Article:

▼

Derivative Effect on Control System

This dir is belong to Control System class contains with Derivative Effect on Control System. This code 100% original made by my hand :), please leave some notes if you're going to use it. Thanks!

Software

This program ran in Matlab

Variables

s = tf('s'); defines s as 'frequency domain' for transfer function and will be used further.

J = 0.01;
b = 0.1;
K = 0.01;
R = 1;
L = 0.5;

Those variable comes from BLDC control system.

Kp = 1;
Kd = 1;
% Kd = 3;
% Kd = 5;
% Kd = 7;
% Kd = 9;

Variable above is the constant from PD control, we're trying to varies the constant to analyze derivative effect on control system

Process

The BLDC motor control system should be defined as transfer function by initialize its numerator-denumerator and tf() function.

▲

Provided records:
▼

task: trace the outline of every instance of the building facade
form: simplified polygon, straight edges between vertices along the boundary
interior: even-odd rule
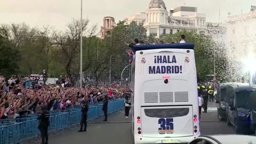
[[[229,57],[239,60],[255,57],[256,11],[229,16],[227,25],[227,53]]]
[[[113,17],[107,17],[103,18],[103,25],[100,28],[100,38],[103,38],[107,32],[111,30],[115,26],[116,23]]]
[[[142,19],[143,18],[143,19]],[[197,8],[180,6],[168,11],[163,0],[151,0],[145,13],[139,13],[125,19],[143,23],[147,35],[159,37],[162,35],[173,34],[181,30],[206,32],[205,14],[198,13]]]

▲

Direction 1:
Summarize the article on derivative effect in two sentences.
Direction 2:
Quote the article on derivative effect word for word, starting with "This program ran" and going on through "BLDC control system.".
Direction 3:
Translate this sentence from the article on derivative effect into French: "This program ran in Matlab."

Full response 1:
The article describes a MATLAB program for a control system class that looks at the derivative effect on a control system. It defines s with tf('s'), sets variables from a BLDC control system and PD control constants, and aims to vary those constants to analyze the derivative effect.

Full response 2:
This program ran in Matlab

Variables

s = tf('s'); defines s as 'frequency domain' for transfer function and will be used further.

J = 0.01;
b = 0.1;
K = 0.01;
R = 1;
L = 0.5;

Those variable comes from BLDC control system.

Full response 3:
Ce programme s'exécutait dans Matlab.